» Data supplied:
= = =

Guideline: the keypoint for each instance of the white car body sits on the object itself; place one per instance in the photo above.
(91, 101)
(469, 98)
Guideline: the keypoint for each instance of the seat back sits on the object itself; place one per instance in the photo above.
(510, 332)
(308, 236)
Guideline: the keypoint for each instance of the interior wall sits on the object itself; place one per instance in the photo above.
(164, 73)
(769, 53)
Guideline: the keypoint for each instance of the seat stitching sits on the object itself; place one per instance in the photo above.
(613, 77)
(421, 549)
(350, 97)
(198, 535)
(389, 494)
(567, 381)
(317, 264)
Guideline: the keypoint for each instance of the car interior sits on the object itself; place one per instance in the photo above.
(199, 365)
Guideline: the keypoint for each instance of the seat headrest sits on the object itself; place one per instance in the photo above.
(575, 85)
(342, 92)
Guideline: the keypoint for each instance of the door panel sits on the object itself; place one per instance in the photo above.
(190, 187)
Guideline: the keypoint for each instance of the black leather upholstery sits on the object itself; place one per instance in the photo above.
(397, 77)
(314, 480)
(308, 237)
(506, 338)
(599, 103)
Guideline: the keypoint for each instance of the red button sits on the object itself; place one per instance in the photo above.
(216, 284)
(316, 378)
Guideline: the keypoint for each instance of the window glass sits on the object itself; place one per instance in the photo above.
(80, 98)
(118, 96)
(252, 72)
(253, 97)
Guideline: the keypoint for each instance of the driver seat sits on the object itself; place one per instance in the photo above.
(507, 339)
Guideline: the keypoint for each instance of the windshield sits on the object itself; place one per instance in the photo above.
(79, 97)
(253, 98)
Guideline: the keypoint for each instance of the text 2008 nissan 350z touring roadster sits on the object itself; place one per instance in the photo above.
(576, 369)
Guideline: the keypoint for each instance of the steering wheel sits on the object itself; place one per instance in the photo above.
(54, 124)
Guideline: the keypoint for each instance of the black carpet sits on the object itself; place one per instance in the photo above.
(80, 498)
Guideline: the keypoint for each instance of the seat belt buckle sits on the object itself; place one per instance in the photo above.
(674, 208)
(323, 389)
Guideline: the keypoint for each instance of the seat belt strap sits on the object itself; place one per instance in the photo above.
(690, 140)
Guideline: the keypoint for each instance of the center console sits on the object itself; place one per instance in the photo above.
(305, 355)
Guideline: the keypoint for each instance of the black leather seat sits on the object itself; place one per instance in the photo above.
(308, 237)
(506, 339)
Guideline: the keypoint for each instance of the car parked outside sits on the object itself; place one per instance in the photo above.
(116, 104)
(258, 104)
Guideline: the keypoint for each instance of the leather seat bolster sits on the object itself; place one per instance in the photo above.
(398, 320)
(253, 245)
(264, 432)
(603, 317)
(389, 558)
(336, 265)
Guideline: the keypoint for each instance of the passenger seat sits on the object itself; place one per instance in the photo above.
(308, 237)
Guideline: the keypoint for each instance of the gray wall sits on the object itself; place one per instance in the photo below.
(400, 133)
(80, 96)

= = =

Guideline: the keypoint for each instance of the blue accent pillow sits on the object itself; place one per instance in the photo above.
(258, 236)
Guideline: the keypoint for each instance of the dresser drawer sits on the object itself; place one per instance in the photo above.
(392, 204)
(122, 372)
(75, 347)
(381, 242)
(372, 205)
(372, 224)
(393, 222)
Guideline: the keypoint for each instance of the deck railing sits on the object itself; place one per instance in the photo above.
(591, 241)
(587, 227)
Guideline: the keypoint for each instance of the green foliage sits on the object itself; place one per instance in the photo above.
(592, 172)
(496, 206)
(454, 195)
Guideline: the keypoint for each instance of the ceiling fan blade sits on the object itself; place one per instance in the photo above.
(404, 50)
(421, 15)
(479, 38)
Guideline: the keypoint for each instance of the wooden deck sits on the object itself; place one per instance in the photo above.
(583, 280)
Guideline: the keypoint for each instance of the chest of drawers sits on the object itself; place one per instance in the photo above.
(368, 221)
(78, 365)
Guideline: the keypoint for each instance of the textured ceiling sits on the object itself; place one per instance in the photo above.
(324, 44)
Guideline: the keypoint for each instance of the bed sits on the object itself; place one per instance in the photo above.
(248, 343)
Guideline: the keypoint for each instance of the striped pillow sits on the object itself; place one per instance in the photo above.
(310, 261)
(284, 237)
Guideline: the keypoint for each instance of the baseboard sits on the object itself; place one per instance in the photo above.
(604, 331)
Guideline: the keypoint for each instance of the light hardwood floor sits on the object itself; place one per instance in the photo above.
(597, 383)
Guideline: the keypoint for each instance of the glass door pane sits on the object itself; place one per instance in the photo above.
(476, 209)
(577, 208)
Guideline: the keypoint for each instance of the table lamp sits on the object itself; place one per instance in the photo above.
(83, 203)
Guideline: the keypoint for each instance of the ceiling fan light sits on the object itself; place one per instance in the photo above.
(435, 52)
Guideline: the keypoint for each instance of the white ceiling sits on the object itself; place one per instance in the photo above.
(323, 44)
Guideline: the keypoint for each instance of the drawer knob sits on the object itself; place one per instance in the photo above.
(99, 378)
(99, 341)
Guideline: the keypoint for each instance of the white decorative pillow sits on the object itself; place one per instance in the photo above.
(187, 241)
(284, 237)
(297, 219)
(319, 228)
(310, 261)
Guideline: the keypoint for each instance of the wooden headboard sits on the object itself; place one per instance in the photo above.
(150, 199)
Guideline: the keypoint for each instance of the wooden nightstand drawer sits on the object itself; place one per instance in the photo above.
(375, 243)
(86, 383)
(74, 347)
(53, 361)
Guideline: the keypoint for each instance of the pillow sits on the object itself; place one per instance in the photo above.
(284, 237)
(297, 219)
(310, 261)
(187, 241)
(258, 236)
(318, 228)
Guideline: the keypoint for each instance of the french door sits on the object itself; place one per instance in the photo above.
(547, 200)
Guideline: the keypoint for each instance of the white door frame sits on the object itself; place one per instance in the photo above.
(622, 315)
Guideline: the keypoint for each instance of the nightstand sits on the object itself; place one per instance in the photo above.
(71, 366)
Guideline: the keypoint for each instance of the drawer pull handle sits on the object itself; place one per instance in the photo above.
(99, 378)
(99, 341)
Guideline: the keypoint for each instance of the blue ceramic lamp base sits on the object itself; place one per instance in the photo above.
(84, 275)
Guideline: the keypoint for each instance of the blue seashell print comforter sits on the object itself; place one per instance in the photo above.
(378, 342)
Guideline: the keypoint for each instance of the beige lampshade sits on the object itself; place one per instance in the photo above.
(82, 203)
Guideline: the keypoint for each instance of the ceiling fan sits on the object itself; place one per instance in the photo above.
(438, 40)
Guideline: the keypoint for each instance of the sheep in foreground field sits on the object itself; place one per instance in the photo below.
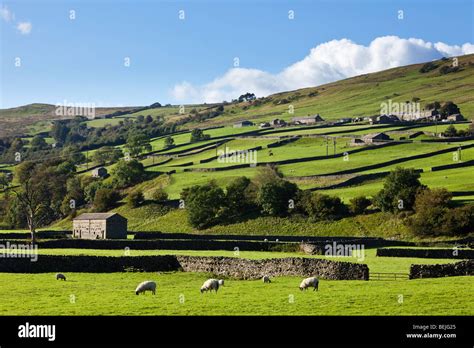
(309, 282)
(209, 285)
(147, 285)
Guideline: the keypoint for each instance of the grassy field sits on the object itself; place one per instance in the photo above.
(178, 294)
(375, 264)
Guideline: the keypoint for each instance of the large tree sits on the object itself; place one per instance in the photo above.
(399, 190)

= = =

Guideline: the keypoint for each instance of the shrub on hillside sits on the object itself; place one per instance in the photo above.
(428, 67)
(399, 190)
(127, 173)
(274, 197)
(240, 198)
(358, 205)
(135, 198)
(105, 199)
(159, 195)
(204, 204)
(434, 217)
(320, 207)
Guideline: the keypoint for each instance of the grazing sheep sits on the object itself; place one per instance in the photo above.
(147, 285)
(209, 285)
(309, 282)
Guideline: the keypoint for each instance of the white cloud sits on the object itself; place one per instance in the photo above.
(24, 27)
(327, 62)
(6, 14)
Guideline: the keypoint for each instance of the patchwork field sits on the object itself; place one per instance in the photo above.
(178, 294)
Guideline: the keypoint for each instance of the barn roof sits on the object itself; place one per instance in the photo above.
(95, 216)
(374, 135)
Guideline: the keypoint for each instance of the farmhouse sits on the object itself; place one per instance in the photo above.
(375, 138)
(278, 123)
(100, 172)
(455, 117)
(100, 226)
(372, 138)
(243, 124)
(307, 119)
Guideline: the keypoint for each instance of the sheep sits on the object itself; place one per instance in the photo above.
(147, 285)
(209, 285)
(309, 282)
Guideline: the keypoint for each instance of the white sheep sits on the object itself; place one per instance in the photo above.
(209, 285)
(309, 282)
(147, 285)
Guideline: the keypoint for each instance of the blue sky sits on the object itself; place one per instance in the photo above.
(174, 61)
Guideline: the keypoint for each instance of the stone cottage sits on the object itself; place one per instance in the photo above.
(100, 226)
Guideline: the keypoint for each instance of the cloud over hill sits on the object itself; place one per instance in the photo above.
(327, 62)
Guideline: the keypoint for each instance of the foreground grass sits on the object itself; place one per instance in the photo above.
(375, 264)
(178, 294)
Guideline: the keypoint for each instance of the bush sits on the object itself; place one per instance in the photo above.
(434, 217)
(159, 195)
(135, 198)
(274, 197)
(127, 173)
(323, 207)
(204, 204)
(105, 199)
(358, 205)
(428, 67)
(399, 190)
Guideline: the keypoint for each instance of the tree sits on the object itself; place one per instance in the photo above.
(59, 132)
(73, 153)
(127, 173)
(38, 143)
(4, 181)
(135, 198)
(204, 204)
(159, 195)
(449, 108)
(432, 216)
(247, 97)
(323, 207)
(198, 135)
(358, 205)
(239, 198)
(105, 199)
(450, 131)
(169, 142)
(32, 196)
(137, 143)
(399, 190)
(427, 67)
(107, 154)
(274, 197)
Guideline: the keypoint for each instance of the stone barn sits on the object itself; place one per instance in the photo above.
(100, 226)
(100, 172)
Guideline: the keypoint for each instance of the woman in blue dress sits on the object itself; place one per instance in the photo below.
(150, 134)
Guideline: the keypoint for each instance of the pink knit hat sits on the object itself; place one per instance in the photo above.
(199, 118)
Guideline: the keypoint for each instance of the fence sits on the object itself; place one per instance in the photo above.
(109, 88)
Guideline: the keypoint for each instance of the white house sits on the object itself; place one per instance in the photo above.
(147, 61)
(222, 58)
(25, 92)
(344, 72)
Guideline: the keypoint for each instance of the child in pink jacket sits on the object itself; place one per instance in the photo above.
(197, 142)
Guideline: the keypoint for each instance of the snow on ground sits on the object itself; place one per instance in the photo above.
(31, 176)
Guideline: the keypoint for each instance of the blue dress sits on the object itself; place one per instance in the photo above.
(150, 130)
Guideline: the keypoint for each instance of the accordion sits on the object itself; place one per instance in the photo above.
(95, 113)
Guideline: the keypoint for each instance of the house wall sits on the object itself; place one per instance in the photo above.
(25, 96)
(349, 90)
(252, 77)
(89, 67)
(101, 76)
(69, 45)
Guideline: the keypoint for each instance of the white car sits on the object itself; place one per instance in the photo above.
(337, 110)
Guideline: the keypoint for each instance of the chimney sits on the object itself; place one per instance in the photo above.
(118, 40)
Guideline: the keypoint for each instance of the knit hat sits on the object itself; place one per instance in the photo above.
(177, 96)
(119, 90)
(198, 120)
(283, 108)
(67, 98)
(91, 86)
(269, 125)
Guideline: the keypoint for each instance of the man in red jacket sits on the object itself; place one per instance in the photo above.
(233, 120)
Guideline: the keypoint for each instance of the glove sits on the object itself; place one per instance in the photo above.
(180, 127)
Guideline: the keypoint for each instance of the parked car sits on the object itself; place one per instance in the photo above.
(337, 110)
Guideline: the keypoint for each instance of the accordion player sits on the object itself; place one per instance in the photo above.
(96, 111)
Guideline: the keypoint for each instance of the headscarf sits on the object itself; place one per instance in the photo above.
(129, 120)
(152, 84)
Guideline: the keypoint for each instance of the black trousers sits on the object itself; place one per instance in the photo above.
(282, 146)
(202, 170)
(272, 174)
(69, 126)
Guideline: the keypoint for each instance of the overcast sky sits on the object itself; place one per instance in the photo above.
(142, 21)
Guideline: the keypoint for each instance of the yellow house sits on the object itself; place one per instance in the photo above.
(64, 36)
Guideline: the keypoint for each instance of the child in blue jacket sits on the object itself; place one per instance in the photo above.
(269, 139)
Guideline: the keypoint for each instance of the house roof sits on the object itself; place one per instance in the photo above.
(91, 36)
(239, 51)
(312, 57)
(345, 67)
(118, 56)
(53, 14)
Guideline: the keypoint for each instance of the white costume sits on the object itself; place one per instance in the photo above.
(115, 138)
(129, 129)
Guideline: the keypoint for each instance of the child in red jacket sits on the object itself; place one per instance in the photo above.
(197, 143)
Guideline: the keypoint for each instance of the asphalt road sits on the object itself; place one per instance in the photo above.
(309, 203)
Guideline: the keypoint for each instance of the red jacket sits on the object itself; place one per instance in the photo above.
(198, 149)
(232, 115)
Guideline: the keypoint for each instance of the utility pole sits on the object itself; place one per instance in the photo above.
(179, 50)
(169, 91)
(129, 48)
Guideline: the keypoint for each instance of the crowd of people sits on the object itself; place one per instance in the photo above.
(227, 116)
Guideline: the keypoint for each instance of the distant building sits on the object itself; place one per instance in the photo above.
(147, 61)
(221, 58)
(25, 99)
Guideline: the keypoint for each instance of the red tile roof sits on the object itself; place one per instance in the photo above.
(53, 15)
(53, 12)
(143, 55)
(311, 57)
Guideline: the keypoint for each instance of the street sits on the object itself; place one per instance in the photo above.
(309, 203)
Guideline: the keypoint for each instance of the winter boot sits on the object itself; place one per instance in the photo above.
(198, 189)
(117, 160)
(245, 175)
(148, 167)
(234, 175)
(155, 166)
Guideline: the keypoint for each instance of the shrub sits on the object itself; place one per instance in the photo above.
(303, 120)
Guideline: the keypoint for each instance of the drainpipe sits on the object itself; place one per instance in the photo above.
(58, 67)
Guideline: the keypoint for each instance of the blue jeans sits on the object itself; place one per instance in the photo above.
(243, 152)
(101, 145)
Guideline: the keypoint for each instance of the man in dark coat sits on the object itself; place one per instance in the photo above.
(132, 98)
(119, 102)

= = =

» Your goal: Find every line in the records above that contains the word "below", matching case exactly, and copy each such line in full.

» Written solution:
Guideline: the keypoint for each instance of the gray wall sits on the object itself; place one per instance in the photo below.
Guideline: the keypoint for each instance of the sheep in foreground field sits on the object itself; place one per instance in the photo below.
Guideline: the keypoint for each instance of the woman in blue dress sits on the object itself; place one per instance in the photo below.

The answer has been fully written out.